[Opening Provided data section]

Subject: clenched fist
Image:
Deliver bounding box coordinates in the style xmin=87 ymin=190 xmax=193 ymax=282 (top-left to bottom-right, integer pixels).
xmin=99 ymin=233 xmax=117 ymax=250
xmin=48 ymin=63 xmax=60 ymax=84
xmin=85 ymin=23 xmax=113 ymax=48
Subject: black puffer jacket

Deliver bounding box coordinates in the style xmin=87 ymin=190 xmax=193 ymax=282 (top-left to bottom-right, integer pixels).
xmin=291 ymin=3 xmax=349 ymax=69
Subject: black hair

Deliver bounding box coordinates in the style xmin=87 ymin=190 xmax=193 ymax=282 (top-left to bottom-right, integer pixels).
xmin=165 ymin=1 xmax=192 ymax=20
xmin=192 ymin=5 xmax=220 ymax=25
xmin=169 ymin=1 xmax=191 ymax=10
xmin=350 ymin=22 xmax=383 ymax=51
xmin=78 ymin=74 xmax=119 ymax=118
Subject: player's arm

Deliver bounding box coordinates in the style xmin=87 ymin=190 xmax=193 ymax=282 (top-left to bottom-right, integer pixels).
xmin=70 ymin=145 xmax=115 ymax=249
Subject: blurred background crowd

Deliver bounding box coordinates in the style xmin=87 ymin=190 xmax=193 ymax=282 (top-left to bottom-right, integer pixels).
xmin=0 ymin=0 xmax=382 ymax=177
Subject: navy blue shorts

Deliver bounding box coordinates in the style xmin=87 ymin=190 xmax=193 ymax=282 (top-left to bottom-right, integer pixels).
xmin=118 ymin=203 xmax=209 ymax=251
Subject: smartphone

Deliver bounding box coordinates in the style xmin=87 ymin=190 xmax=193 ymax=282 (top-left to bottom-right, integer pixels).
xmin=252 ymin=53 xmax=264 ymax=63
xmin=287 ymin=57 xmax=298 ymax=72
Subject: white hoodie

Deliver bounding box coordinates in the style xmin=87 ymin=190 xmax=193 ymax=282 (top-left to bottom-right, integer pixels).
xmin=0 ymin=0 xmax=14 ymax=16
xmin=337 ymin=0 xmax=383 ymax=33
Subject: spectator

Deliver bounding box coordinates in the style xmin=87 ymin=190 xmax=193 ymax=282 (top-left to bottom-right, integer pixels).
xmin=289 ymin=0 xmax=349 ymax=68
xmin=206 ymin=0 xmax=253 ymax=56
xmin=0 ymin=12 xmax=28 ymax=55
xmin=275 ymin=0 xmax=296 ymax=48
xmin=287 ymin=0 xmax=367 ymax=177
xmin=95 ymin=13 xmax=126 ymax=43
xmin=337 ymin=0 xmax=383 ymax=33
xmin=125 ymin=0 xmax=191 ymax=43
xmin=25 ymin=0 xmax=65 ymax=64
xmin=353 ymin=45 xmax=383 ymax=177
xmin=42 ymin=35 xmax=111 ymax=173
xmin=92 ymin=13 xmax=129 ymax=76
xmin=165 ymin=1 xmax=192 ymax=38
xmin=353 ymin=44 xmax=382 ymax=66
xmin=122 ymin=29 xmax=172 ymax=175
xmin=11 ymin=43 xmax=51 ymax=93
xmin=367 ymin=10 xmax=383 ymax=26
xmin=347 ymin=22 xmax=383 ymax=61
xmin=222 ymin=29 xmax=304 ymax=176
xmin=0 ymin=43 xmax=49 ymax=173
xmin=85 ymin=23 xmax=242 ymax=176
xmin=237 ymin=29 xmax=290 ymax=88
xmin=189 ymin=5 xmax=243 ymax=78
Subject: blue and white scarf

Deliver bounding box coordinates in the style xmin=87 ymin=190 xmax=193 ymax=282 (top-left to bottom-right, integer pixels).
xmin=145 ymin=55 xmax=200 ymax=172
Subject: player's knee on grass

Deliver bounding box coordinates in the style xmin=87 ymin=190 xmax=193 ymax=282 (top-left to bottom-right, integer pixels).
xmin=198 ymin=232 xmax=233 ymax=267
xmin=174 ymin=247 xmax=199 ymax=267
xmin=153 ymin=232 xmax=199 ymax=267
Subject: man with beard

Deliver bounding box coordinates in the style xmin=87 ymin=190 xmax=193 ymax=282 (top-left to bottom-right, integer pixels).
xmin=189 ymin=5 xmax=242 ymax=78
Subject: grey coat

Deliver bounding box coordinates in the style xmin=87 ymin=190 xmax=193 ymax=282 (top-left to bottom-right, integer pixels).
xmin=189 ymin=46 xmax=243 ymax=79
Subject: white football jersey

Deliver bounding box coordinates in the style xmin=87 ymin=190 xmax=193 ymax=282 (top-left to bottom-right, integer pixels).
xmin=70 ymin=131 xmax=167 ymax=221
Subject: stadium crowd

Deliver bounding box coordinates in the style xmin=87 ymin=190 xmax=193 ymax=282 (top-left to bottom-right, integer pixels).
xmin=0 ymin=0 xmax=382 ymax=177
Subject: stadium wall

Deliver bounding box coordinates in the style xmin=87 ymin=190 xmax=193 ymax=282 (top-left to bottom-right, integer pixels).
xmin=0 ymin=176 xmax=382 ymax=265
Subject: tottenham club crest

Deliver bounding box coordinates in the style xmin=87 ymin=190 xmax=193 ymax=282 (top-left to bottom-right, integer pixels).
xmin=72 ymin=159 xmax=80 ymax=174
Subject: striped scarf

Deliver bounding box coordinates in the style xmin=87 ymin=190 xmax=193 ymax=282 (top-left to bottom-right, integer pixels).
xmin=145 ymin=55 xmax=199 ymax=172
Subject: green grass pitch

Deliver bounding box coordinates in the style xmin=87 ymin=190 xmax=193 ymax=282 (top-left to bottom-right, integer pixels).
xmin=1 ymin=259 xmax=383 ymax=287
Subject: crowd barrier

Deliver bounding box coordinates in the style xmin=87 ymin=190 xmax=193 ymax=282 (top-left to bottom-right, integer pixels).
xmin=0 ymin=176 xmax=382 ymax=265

[Closing Provided data section]

§ Work instruction
Copy each line of the data that includes the word "stadium".

§ Solution to the exercise
Subject: stadium crowd
Subject: stadium wall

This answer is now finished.